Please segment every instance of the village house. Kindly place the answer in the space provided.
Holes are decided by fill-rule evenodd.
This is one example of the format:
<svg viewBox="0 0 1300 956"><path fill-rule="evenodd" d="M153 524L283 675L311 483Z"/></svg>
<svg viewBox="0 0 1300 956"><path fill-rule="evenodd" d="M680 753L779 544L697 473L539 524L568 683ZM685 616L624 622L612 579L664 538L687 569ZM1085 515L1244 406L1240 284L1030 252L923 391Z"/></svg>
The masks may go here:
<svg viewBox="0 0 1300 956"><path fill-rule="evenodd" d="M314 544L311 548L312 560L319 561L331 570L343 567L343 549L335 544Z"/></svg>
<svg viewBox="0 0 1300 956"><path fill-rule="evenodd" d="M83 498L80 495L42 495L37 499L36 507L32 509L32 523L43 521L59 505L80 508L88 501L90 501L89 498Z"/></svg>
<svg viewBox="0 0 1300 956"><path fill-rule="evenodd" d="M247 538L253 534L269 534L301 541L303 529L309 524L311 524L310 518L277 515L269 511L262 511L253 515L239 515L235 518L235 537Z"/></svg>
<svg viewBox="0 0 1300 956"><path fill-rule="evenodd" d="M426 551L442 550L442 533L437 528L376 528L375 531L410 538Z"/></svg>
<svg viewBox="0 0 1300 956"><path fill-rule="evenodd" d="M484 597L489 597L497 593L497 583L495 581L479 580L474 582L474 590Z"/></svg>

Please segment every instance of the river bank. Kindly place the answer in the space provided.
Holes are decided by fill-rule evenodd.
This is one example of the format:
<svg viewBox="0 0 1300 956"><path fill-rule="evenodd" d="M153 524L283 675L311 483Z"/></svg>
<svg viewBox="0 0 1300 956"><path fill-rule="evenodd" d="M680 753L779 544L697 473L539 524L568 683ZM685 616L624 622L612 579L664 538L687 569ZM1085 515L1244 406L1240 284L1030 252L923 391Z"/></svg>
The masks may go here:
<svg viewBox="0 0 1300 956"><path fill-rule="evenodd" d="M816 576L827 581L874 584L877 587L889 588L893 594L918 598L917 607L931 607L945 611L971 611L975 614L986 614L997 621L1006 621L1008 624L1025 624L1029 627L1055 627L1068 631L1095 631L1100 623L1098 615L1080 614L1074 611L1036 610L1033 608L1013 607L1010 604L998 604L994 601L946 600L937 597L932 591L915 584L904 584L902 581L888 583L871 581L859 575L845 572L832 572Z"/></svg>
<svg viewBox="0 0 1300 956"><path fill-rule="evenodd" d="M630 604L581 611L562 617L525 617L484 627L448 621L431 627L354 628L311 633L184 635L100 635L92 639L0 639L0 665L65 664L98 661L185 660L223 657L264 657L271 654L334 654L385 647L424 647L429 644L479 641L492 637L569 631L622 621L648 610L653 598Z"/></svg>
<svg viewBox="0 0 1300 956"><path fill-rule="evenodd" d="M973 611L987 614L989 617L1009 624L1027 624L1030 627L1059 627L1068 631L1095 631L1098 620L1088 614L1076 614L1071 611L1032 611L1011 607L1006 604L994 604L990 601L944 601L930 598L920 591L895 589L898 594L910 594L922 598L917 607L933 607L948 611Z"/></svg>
_ _ _ _ _
YOUR GOAL:
Filter the entries and copy each line with "Please".

WRITTEN REPLY:
Please segment every instance of the village house. Kindly place the answer in the space provided.
Please segment every instance of the river bank. Kindly place the answer in the space provided.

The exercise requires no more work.